[RECORDS SUPPLIED — start]

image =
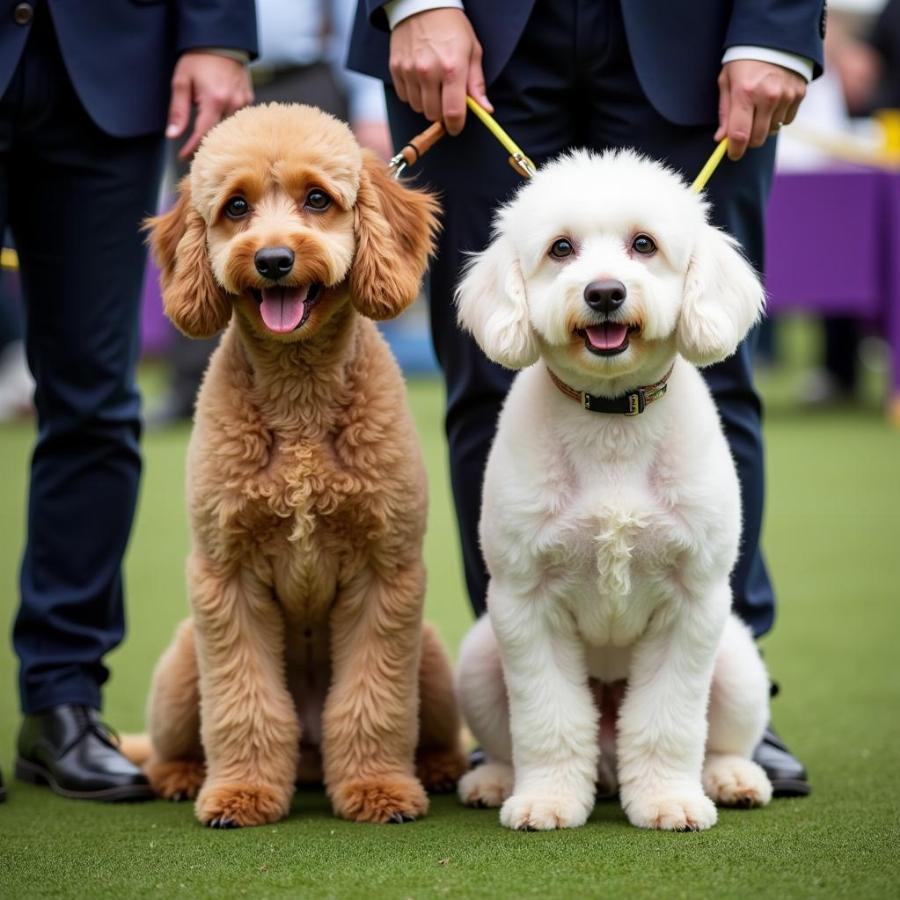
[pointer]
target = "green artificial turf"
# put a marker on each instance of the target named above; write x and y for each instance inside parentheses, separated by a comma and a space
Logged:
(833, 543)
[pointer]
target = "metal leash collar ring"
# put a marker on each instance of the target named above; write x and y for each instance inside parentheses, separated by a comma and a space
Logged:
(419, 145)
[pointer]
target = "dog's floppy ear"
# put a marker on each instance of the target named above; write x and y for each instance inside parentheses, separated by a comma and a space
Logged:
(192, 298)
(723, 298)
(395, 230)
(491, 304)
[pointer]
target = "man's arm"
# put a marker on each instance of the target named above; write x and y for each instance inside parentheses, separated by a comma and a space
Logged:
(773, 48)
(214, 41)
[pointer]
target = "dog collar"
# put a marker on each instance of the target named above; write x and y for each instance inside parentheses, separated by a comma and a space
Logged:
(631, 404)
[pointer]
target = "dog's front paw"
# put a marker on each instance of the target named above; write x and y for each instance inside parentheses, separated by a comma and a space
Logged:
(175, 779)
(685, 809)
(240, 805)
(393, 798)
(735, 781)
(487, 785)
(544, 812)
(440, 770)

[RECORDS SUPPLIED — finish]

▸ **WHAT IS NEEDED**:
Where does the word "collar" show up in the material? Copy out each line that has it.

▸ **ANSWER BOX**:
target = "metal leash collar ring"
target = "dog collar"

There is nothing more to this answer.